(Point-per-instance localization data)
>>>

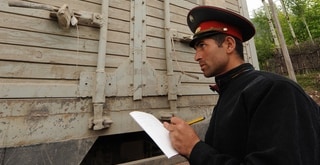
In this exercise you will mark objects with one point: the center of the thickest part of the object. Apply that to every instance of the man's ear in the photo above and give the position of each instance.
(230, 43)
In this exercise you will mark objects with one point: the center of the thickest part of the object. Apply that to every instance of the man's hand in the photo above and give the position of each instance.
(183, 137)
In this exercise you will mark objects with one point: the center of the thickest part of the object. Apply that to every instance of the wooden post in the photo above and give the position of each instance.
(283, 45)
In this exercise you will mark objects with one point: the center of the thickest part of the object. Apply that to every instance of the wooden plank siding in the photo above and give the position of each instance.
(47, 73)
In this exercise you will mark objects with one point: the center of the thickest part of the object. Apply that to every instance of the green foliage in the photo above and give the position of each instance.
(309, 81)
(297, 9)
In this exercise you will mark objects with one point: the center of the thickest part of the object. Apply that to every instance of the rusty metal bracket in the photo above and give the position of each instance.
(64, 14)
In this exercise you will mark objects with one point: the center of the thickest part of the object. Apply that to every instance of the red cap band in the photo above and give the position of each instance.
(220, 27)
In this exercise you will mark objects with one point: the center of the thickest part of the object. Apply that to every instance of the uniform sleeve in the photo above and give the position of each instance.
(283, 128)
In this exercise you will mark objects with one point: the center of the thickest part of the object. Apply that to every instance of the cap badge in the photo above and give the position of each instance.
(191, 18)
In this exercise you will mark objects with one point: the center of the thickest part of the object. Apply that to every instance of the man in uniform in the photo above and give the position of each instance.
(261, 118)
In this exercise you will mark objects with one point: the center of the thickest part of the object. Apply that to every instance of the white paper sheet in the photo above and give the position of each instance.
(155, 129)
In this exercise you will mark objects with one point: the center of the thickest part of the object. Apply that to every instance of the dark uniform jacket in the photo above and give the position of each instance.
(260, 119)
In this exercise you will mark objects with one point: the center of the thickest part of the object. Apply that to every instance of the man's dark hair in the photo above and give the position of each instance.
(219, 38)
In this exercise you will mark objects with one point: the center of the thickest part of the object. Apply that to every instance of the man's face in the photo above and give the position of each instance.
(212, 58)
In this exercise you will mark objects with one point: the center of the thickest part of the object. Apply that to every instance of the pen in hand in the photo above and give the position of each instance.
(196, 120)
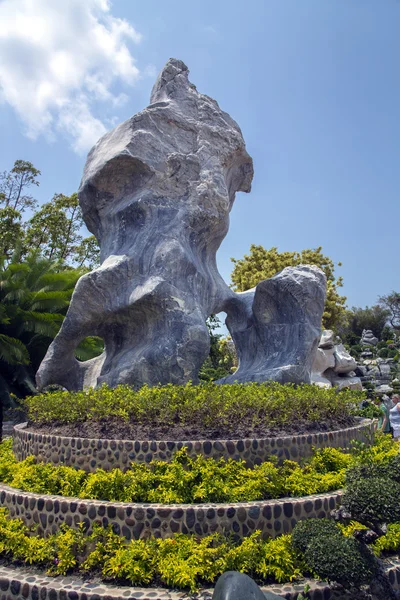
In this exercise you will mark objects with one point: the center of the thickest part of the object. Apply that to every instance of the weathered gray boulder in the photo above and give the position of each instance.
(324, 359)
(327, 339)
(238, 586)
(276, 326)
(157, 192)
(344, 362)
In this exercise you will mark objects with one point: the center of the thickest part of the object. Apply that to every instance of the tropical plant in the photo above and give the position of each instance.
(34, 298)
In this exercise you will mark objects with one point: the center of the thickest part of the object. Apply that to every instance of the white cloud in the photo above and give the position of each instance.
(58, 59)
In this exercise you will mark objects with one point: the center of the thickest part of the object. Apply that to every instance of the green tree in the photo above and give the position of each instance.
(34, 298)
(14, 185)
(262, 264)
(220, 360)
(14, 200)
(391, 303)
(55, 230)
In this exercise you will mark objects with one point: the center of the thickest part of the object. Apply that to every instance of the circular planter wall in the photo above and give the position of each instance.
(90, 454)
(139, 520)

<<<

EXERCISE DIRECTIONS »
Reproduce each line above precisely, with no pictures.

OUTPUT FOR THIS EXERCISE »
In this exercise you will mark objects with one point: the center of the thickest part of the object. Apply that to every instance of the man's ear in the photo above and give the position of each instance.
(230, 43)
In this exercise you will mark objects with one point: the center of the thickest part of the object. Apply that to every instance of the man's hand in the photo above and give the position of each instance.
(183, 137)
In this exercise you will mark objects with one point: the center of the thickest part of the object. Apply that to every instance of the wooden post in the photo above and give the position of each instance.
(283, 45)
In this exercise you will mark objects with one point: the center of the thickest part of the object. Apply that to every instance of the wooden plank siding in the photo above and give the position of each instance.
(47, 73)
In this exercise you will mark objects with one point: the center of the thickest part of the object. Apply that to every instance of the green foliage in the photo above and give the position of each instance.
(309, 81)
(297, 9)
In this exercise you will mark objects with one point: the center of the thickest part of the object. Apply that to every instance of the rusty metal bracket in the photo above and give the position of each instance.
(64, 14)
In this exercise you will mark objects with one point: the center of the thickest part of the object. Apply that to every instance of the red cap band in the photo above and give the position of each instance.
(220, 27)
In this exercise you will mark objects with one point: the center of the thickest part of the object. Apply that to every instance of the uniform sleeve in the photo above and give the position of each instance.
(283, 128)
In this exercise you will mark objects with one point: the center of the thickest part of the object. Apply that to every instance of the cap badge in the photo above and give the position of each instance.
(191, 18)
In this exercise you will mark objects with one point: the center of the thickest part of the object. Apply that to every instance of the man in uniform in the photo above and give the position of each instance.
(261, 118)
In this exercise you will mark objects with one point: the center of the thickest part of the object. Apply that to every instance of the white paper sheet in the photo above and give the position of each instance.
(155, 129)
In this exercise you will mark objects with one point: the center of the thickest part of the object. Apply that to every instance of the dark uniform jacket in the photo above and give the position of each instance.
(260, 119)
In this exercise you will mark objects with one point: the center of the thickest part of the object. Apply that to every instance of the man's dark hair in the photo above and give the position of each instance.
(219, 38)
In this exercise you will mark objects with one point: the center of the thickest part of the object. Apply that to every instance of the man's face in the photo above and give the position of each instance.
(212, 58)
In this exercise you will mark objects with one point: the center of the thickest part of the object. Apply that to every instance of the pen in hand in the photo above and give the position of each instance.
(196, 120)
In this exercise you will mark objects with one point: the center of the thickest part of the object. Apply that to every instance of the weathered gray boulder in the photo above and give the position of each instance.
(324, 359)
(327, 339)
(238, 586)
(276, 326)
(157, 192)
(344, 362)
In this exercise you will mark objects with one point: the center of the thickest part of the object. Apply that to every instance of the tropical plant in the photo above and give the position of each instance.
(34, 298)
In this exercise you will mark objects with one point: the center of the thickest part of the object. Apply that to every instance of the white cloud in the photo above and give the position of each instance.
(58, 59)
In this exercise you will mark objects with one point: the center of the thickest part of the object. Apply that to every instance of the green tree in the photo above and give the position of each instance.
(34, 298)
(14, 185)
(262, 264)
(220, 360)
(14, 200)
(391, 303)
(55, 230)
In this exercise you will mark objects with one point: the center of the thickest part of the object. Apply that to every instance of the circular planter wall in the photo above and give the position of each instance.
(90, 454)
(139, 520)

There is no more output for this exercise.